> QUOTED PASSAGE

Our final destination on Monday was the new Tumaini Secondary School just outside the town of Makayuni. Wow! The school opened in January of 2016 to fulfill a dream of Bayo’s – to start a secondary school to complement the primary school. And the only word for it now is WOW! It is amazing!
Bayo had been thinking about starting a secondary school for quite a while, but neither the land – in Karatu – nor the funds were available. In a rare coincidence, Bayo offered a ride to a man dressed for business, who was standing along the road, as Bayo was driving to Arusha for a meeting. The man turned out to be a member of the city council (or similar government body) from the town of Makayuni. The man mentioned that the town was allocating land near town to people with proposals for projects that would benefit the town. Bayo mentioned that he wanted to start a secondary school, and the man encouraged him to write a letter to the city council, proposing that he build the school on land near the town. Soon afterwards, he was told that the town was giving the land to him for the school. Within this same time period, Bayo received a call from TEC founders Carol Hall and Frank Lee, who told him that an alumus and parent of a Gould School student (Gould brings students to Tumaini each year.) wanted to donate funds to help with the construction of a school. So . . . building began, and a year later (!), the school opened!
There is now an administration building with a number of offices and a large conference room. There is a classroom building with four sizeable classrooms, as well as a science and technology building that houses the biology, chemistry and physics labs, and the computer room. Temporarily, the school library is housed in the computer lab until a separate library building can be built. There are separate girls’ and boys’ dorms, and there is housing for teachers. A garden, with drip irrigation, stretches between the two dorms. Between the administration building and the classroom building is an assembly area and space for netball. Along the side of the classroom building is the volleyball court, and there is a large space where a soccer field and a basketball court will be built. The World Leadership group that was at Tumaini the previous week started building the walkways between the buildings; it was physical labor that was accomplished in groups of three – one local workman, one Tumaini Secondary student, and one U.S. student from New Jersey.

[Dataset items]
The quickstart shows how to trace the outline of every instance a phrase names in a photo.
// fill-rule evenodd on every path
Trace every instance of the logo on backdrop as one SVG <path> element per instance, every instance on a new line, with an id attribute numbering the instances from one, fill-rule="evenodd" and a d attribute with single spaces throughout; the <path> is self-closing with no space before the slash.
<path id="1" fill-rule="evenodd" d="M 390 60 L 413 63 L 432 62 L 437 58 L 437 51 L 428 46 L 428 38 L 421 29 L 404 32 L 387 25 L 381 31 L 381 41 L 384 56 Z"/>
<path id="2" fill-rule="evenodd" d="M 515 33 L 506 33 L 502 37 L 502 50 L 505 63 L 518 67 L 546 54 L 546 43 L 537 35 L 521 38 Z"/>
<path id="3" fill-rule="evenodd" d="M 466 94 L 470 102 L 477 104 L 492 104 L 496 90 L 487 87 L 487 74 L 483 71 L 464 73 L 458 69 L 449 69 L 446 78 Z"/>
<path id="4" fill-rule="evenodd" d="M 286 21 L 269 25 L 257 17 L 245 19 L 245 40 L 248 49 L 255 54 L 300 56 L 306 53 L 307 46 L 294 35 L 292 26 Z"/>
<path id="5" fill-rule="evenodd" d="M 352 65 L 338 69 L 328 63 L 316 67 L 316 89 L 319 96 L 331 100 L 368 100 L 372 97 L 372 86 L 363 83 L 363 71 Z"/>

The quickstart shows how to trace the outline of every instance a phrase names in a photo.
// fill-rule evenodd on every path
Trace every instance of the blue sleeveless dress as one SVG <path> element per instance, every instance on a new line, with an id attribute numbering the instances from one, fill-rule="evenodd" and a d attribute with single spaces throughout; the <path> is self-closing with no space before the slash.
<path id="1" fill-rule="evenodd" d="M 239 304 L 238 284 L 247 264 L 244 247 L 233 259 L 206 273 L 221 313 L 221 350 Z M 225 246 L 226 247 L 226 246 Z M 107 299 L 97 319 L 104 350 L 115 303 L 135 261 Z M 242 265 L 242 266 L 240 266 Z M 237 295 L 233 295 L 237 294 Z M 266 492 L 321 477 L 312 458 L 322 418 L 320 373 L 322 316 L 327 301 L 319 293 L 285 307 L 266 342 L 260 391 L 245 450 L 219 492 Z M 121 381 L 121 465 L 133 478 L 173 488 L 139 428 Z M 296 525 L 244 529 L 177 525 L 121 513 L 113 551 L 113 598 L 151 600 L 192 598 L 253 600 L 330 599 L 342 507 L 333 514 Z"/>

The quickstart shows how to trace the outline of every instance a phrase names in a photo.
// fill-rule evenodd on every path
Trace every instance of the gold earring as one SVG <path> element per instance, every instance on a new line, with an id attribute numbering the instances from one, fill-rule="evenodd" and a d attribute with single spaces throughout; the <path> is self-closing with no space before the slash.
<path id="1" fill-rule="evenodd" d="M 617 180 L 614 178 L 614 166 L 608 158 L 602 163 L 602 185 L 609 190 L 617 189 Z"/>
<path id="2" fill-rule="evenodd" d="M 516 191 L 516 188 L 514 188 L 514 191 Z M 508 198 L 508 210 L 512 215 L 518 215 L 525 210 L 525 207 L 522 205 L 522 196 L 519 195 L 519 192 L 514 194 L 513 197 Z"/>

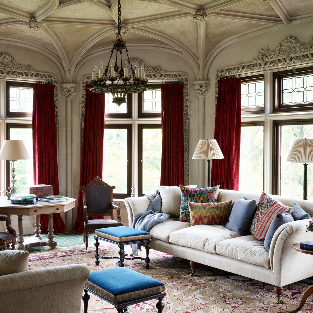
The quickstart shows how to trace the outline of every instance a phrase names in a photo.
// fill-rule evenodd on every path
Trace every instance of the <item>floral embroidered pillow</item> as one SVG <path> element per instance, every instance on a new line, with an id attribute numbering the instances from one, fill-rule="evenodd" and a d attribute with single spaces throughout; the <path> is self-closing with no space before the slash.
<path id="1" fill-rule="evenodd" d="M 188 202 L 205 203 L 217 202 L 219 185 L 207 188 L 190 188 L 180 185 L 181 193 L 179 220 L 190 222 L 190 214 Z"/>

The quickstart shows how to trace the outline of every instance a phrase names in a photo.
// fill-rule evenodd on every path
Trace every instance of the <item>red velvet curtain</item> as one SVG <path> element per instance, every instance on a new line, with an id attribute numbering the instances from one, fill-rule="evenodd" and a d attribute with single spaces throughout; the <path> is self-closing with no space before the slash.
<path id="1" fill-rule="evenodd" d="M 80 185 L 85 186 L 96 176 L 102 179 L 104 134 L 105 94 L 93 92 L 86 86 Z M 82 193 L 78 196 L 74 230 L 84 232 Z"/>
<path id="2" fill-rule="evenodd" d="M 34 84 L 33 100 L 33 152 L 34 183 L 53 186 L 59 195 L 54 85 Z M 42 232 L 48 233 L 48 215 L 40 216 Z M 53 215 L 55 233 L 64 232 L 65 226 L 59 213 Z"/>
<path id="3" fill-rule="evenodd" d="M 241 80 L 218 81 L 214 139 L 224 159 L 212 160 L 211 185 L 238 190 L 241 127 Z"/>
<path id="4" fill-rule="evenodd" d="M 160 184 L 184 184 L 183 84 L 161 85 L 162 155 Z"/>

> ABOUT THIS TASK
Echo the passage about the Tumaini Secondary School word for word, between "Our final destination" and "It is amazing!", inclusive.

> RESULT OF THE EXERCISE
Our final destination on Monday was the new Tumaini Secondary School just outside the town of Makayuni. Wow! The school opened in January of 2016 to fulfill a dream of Bayo’s – to start a secondary school to complement the primary school. And the only word for it now is WOW! It is amazing!